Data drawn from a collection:
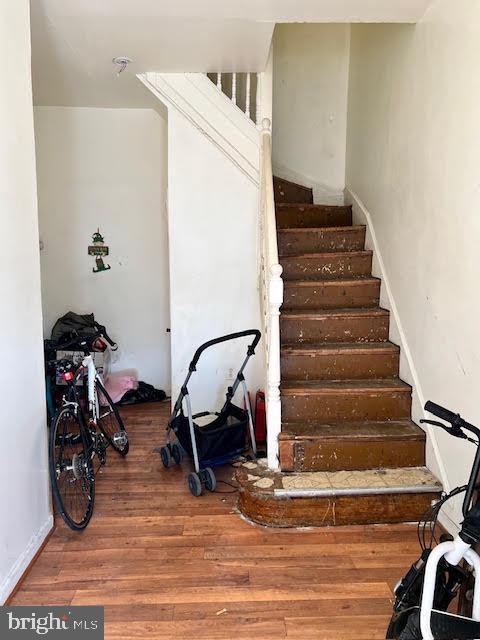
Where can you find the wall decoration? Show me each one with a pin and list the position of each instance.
(98, 249)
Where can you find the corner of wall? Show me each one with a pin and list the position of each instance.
(408, 371)
(21, 565)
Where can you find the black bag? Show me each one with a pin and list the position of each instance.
(72, 324)
(225, 434)
(144, 393)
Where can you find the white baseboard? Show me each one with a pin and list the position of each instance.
(322, 194)
(408, 371)
(16, 572)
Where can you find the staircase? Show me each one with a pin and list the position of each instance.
(348, 450)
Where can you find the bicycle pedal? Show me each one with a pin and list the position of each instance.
(120, 438)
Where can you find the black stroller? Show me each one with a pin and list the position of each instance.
(221, 437)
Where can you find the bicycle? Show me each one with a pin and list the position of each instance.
(424, 595)
(82, 429)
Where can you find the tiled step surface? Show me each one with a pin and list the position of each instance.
(338, 498)
(312, 215)
(334, 325)
(331, 294)
(298, 241)
(344, 400)
(351, 445)
(337, 361)
(327, 266)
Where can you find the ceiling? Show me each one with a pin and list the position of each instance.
(74, 41)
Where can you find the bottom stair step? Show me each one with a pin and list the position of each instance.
(335, 498)
(351, 445)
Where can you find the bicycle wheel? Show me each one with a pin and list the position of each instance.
(110, 422)
(71, 469)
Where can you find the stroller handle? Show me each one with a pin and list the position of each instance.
(226, 338)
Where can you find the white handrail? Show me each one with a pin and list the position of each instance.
(271, 294)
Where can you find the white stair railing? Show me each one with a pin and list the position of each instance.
(271, 294)
(242, 89)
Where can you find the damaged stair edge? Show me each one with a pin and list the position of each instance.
(264, 500)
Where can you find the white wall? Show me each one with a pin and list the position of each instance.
(310, 85)
(213, 262)
(106, 168)
(24, 485)
(412, 158)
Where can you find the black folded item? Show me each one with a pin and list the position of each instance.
(145, 393)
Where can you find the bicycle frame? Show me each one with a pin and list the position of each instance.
(454, 552)
(92, 413)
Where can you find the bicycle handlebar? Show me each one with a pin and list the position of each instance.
(440, 412)
(455, 419)
(458, 423)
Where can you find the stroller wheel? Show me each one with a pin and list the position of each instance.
(177, 453)
(194, 484)
(209, 479)
(166, 456)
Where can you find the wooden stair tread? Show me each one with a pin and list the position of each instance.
(287, 191)
(392, 430)
(339, 282)
(305, 206)
(328, 255)
(333, 230)
(355, 312)
(319, 387)
(326, 498)
(343, 348)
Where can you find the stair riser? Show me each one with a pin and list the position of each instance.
(310, 455)
(339, 367)
(332, 295)
(334, 329)
(297, 216)
(289, 192)
(327, 267)
(330, 408)
(318, 240)
(323, 512)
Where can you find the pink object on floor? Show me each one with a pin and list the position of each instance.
(117, 384)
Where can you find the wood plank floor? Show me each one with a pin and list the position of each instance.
(167, 565)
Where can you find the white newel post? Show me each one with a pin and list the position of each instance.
(273, 402)
(271, 294)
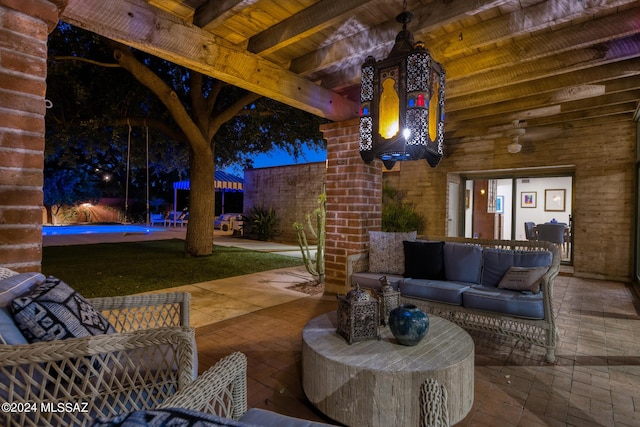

SET PROBLEM:
Please copy out the entire listing above word for word, leaving out the pictures.

EXERCISE SOLUTION:
Where can you find the wall decoration? Show me each one with a pin and list the position of each instance.
(98, 249)
Where can you find the corner of wall? Show me each one with a pin and list the position of each instance.
(408, 371)
(21, 565)
Where can you find the black bag? Show me each one with a pin and list the position of each instance.
(72, 324)
(225, 434)
(144, 393)
Where can you find the white baseboard? Show me each one with a pin and list the position of each instance.
(322, 194)
(408, 371)
(16, 572)
Where can you find the staircase? Show me each one with a pin and list the position of each instance.
(348, 450)
Where can you find the bicycle pedal? Show me each one with a pin and list the position of each instance.
(120, 438)
Where can you find the black stroller? Show me each one with a pin and list the position of each instance.
(221, 437)
Where can you find the bicycle? Show me each one with a pin and list the position of each instance.
(424, 595)
(82, 429)
Where can you find the tiled step surface? Show me each one with a pin and list the position of each instance.
(338, 498)
(312, 215)
(334, 325)
(331, 294)
(298, 241)
(344, 400)
(351, 445)
(337, 361)
(327, 266)
Where can you find the ceiling? Show me each one with a pin and list the position of each instance.
(74, 41)
Where can you find the bottom stair step? Show me each one with a pin and list the position of each instance.
(335, 498)
(351, 445)
Where can you find the bicycle wheel? Show me each one with a pin and list the position of each instance.
(110, 422)
(71, 469)
Where can you find the stroller handle? Show me each one with a pin and list the position of each instance.
(226, 338)
Where can you find the white handrail? Show me each one with a pin and list the position of each instance.
(271, 294)
Where can you find the white stair railing? Show me each one with a pin and list the position of each instance.
(271, 294)
(242, 89)
Where can you find the damaged stair edge? Show me each one with a pin and list the position of each instance.
(264, 500)
Where can you find the white wall? Show me each one with a pin and list the position of each instance.
(310, 85)
(213, 262)
(106, 168)
(24, 485)
(412, 158)
Where can you find the black folded item? Show me each one with a pin and list the position of each instance.
(145, 393)
Where can you find the bicycle frame? Show me each one with a pin and list the position of each instance.
(454, 552)
(92, 413)
Where can you find the bicycle handlebar? Show me each one with a pin and list the position of each instance.
(440, 412)
(455, 419)
(458, 423)
Where can you find the stroller wheel? Show me each one with a pin and list the position of each instance.
(177, 453)
(194, 484)
(209, 479)
(166, 456)
Where can you find the wooden stair tread? Show me each one with a pin and list the position of each instance.
(287, 191)
(392, 430)
(339, 282)
(305, 206)
(328, 255)
(333, 230)
(355, 312)
(319, 387)
(326, 498)
(343, 348)
Where can you find the stair riser? Show me each one with a pin and list the position of each instance.
(310, 455)
(339, 367)
(332, 295)
(334, 329)
(297, 216)
(289, 192)
(327, 267)
(330, 408)
(318, 240)
(323, 512)
Where can you find the pink object on floor? Show me each one with a pin and list the position of each instance.
(117, 384)
Where can you find the wood plank floor? Show me each one with a pin and list the position of each instance.
(167, 565)
Where can you find the white newel post? Show me each one with a pin and list the position of each instance.
(273, 402)
(271, 294)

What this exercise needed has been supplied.